→ Your objective:
Go through the entries below and say how many lines contain the string "painting"; write only that number.

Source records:

────────────────────

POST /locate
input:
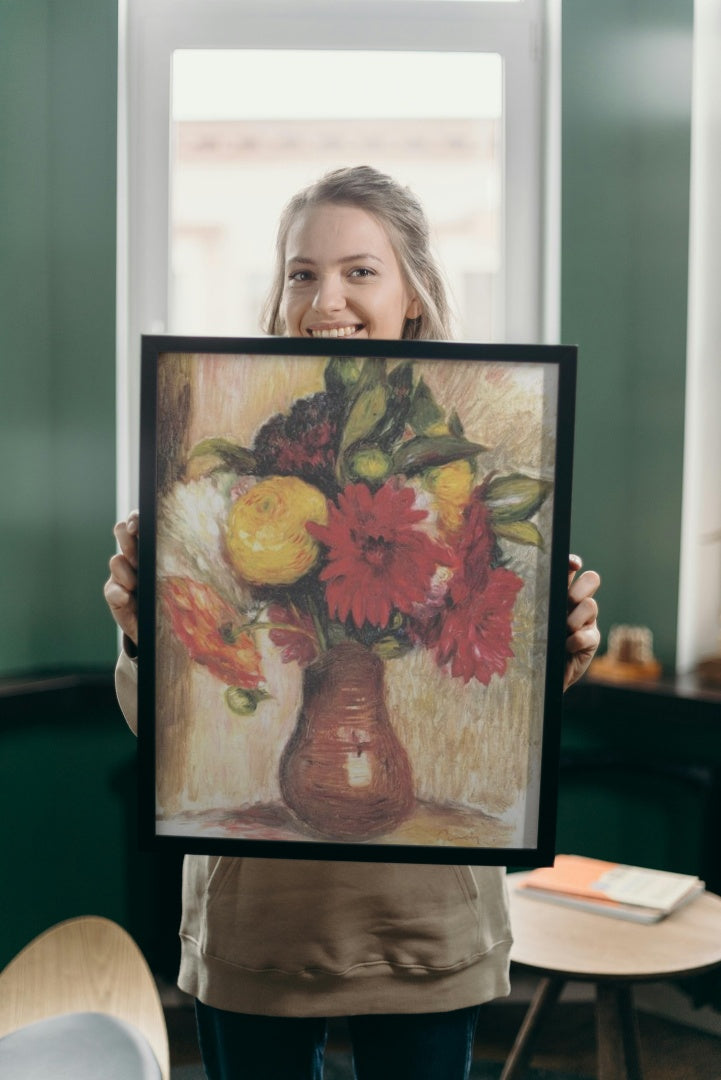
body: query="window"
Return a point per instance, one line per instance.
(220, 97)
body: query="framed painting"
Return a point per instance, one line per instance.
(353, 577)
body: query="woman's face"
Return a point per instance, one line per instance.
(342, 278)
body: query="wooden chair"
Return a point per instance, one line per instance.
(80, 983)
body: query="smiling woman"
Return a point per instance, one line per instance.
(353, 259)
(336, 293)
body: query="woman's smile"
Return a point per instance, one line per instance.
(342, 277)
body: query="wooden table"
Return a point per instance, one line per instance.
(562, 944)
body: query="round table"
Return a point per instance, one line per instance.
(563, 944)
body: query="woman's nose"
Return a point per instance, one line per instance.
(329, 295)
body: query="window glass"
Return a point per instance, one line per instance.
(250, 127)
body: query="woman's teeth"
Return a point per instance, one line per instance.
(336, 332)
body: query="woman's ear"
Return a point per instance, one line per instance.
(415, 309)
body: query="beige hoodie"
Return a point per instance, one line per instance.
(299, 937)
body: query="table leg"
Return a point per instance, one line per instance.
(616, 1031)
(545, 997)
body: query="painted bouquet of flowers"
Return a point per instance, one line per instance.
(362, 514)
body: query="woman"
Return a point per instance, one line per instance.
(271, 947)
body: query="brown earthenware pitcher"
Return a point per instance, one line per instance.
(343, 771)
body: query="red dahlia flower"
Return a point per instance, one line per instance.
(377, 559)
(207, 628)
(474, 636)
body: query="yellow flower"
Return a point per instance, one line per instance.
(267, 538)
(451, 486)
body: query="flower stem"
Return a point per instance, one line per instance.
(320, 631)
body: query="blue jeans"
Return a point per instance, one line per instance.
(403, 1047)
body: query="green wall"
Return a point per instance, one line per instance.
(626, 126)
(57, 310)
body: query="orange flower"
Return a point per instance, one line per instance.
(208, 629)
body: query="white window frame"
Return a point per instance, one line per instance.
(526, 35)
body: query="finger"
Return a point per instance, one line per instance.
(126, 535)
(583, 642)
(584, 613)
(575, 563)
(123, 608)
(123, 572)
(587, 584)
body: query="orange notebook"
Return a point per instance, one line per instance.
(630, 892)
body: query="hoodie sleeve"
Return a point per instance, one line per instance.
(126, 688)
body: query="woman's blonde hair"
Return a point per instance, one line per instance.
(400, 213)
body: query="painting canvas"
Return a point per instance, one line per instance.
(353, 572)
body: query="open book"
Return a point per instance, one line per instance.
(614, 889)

────────────────────

→ Solved exercise:
2